### About this task
This exercise calls for every line of the listing below that contains the word "guard".
Content starts
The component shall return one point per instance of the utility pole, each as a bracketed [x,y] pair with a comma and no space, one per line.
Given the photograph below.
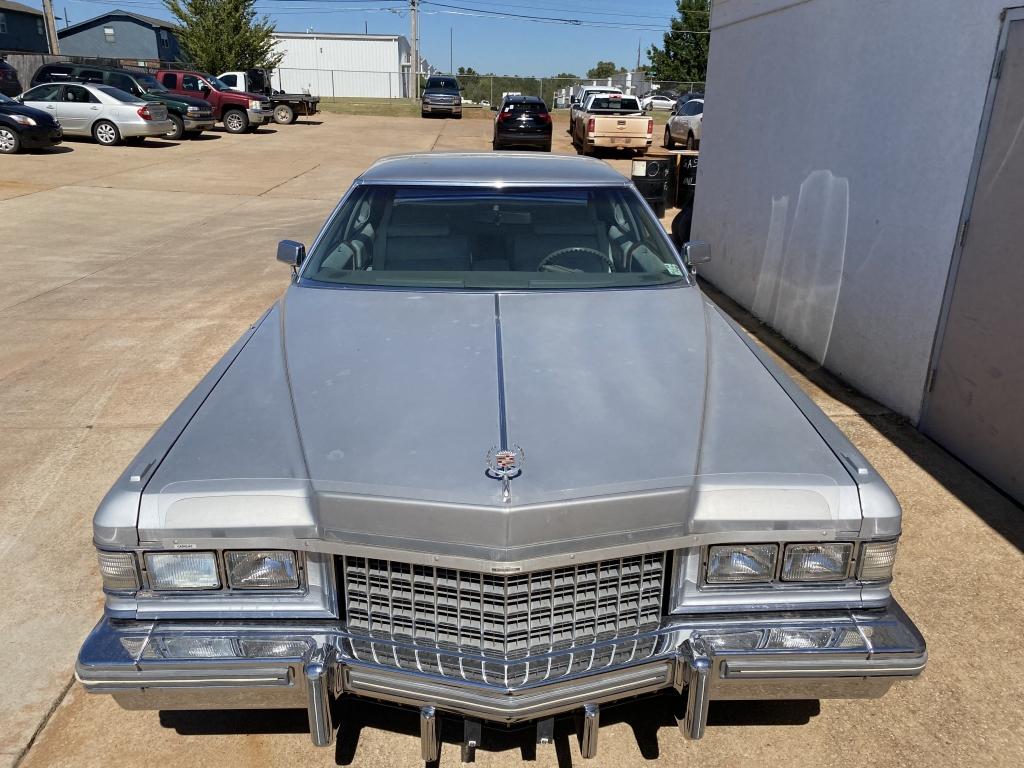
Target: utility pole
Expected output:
[413,12]
[51,27]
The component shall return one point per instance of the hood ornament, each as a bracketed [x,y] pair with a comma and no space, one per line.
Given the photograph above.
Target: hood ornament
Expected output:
[504,464]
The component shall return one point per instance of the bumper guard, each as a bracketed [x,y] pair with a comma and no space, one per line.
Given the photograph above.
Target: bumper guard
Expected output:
[251,665]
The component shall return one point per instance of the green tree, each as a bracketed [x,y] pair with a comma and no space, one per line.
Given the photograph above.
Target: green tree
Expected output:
[684,57]
[603,70]
[219,35]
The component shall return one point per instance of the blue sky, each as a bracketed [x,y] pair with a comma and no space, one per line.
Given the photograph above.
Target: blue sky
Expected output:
[607,29]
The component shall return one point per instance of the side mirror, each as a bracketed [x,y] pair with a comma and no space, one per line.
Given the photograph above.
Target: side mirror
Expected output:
[291,253]
[695,252]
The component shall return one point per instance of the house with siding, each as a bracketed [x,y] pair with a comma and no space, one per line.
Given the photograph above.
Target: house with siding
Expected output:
[22,29]
[121,35]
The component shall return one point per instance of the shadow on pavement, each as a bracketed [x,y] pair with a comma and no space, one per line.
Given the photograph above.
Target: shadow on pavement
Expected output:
[645,717]
[1000,512]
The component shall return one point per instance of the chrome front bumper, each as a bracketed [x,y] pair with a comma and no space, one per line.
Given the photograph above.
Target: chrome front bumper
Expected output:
[221,665]
[198,124]
[259,117]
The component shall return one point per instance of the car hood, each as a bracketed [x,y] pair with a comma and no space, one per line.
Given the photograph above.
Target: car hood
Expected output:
[367,417]
[40,116]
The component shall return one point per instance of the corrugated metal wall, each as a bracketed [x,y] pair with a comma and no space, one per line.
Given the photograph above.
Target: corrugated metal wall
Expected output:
[343,66]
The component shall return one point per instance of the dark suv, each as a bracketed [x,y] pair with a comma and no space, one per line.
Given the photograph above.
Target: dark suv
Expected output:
[441,96]
[522,121]
[188,115]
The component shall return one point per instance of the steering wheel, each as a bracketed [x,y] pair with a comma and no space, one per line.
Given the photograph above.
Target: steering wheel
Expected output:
[547,263]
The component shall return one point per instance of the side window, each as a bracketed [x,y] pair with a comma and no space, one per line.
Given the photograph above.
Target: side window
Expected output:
[78,94]
[43,93]
[123,82]
[53,74]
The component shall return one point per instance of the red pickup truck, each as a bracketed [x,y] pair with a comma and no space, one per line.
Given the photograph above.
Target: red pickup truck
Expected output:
[239,112]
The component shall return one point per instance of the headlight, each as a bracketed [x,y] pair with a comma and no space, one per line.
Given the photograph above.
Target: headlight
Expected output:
[270,569]
[119,571]
[816,562]
[182,570]
[741,563]
[877,559]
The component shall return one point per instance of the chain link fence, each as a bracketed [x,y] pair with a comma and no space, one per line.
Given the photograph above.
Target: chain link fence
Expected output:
[489,89]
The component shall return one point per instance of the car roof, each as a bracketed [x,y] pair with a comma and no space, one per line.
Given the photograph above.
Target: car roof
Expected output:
[521,169]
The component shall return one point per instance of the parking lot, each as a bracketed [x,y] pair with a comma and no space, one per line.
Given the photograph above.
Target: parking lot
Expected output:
[129,270]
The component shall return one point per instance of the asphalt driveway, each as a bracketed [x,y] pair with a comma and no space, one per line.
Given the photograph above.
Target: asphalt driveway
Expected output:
[129,270]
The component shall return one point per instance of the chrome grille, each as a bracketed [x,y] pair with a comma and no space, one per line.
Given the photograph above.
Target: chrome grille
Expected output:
[467,617]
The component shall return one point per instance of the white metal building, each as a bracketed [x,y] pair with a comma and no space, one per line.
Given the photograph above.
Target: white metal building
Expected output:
[341,65]
[860,183]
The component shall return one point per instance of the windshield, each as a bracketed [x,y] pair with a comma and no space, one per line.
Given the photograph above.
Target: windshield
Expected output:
[493,239]
[442,84]
[151,83]
[614,102]
[220,85]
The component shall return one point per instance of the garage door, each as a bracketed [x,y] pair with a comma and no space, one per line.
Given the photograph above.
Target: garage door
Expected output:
[976,403]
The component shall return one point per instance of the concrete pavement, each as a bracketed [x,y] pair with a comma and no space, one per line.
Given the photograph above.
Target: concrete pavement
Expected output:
[129,270]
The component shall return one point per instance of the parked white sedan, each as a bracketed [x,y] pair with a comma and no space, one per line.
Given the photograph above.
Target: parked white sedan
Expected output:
[684,125]
[105,113]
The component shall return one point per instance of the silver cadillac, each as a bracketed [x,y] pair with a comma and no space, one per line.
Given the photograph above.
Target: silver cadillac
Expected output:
[494,456]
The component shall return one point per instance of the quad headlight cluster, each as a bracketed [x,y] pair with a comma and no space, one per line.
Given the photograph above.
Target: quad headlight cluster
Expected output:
[198,571]
[822,562]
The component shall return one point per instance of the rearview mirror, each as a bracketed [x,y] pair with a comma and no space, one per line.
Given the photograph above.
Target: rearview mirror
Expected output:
[695,252]
[291,252]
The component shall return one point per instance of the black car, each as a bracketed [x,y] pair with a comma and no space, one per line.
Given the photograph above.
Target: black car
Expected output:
[9,84]
[26,127]
[522,121]
[441,95]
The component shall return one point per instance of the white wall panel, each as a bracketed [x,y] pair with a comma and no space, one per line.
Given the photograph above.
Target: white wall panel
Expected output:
[342,65]
[838,140]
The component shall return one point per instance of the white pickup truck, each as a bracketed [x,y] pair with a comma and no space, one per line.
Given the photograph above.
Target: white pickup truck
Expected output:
[613,121]
[580,99]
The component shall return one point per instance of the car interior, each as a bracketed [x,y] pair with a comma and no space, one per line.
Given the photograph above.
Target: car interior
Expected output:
[564,232]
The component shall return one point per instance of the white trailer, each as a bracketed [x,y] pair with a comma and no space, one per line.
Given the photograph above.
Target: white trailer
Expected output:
[330,65]
[870,212]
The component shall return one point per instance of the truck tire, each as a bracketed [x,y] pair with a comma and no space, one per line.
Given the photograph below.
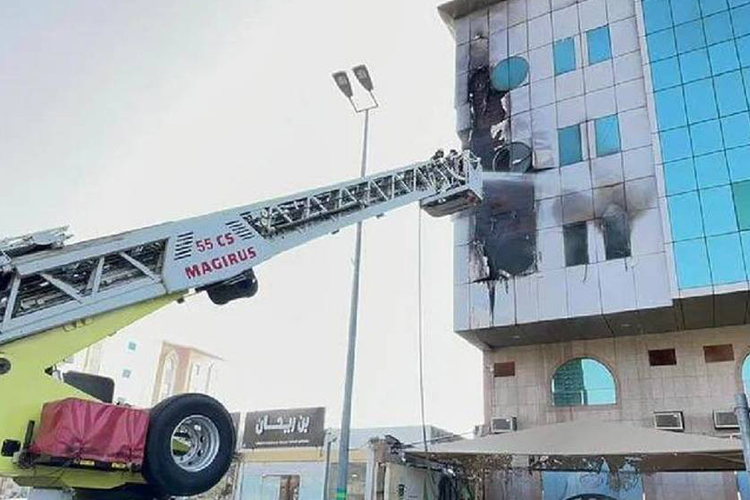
Content ends
### Response for this exercise
The component shall return one point per instance of the bumper guard, each as a bracketed [x,y] pair with a comma and no space, one per line.
Target: bumper guard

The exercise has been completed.